(Stored entries)

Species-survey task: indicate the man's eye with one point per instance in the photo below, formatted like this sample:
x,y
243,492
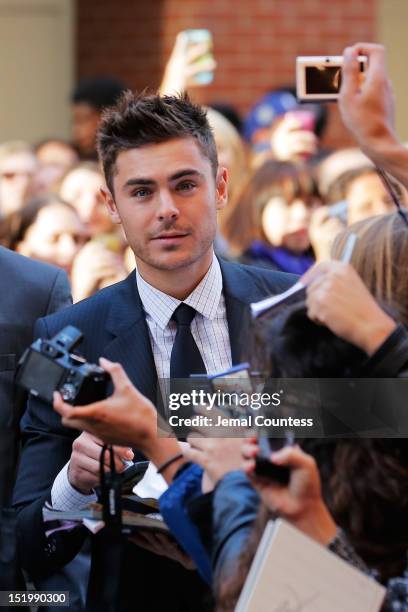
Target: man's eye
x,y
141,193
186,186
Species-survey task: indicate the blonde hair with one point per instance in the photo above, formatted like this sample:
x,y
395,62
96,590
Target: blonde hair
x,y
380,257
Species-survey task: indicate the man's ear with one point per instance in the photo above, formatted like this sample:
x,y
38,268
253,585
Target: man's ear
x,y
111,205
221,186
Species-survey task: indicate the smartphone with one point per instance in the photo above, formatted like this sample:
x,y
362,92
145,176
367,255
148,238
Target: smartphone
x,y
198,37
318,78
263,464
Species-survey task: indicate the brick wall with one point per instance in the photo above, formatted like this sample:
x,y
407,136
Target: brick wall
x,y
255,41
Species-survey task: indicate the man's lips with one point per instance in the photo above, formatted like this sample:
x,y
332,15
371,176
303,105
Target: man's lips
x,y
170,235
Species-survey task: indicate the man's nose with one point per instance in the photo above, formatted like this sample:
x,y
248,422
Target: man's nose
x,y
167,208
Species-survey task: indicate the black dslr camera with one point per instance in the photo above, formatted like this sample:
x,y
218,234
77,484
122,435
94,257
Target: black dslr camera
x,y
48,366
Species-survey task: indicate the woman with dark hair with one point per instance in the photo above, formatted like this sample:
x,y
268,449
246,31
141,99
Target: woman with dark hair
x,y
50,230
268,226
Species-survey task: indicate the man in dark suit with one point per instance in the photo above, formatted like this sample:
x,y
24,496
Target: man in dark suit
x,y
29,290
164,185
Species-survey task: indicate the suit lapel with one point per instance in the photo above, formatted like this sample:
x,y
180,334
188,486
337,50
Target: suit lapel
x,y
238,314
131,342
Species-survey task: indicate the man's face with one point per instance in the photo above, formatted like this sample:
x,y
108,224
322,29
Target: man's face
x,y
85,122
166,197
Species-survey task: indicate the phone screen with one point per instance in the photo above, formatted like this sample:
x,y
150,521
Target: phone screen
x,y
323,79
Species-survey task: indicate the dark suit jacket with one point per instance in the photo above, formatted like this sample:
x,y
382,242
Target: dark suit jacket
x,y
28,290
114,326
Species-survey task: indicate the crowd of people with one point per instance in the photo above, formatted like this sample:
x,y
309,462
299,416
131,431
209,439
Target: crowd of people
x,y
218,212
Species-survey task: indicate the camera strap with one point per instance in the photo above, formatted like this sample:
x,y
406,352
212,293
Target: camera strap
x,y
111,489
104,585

--

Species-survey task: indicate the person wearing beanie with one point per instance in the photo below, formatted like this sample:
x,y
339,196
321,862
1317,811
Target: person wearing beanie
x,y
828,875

▶ **YOUR ASSIGNMENT**:
The records are given above. Copy each line in them that holds "below".

▶ **RESULT OF THIS TASK**:
Species-survey task: indicate the man's eye with one point per instance in the photo below, formatted like this sample:
Species-survey task: indicate the person wearing beanie with one point per instance in the photo below, formatted like this sample:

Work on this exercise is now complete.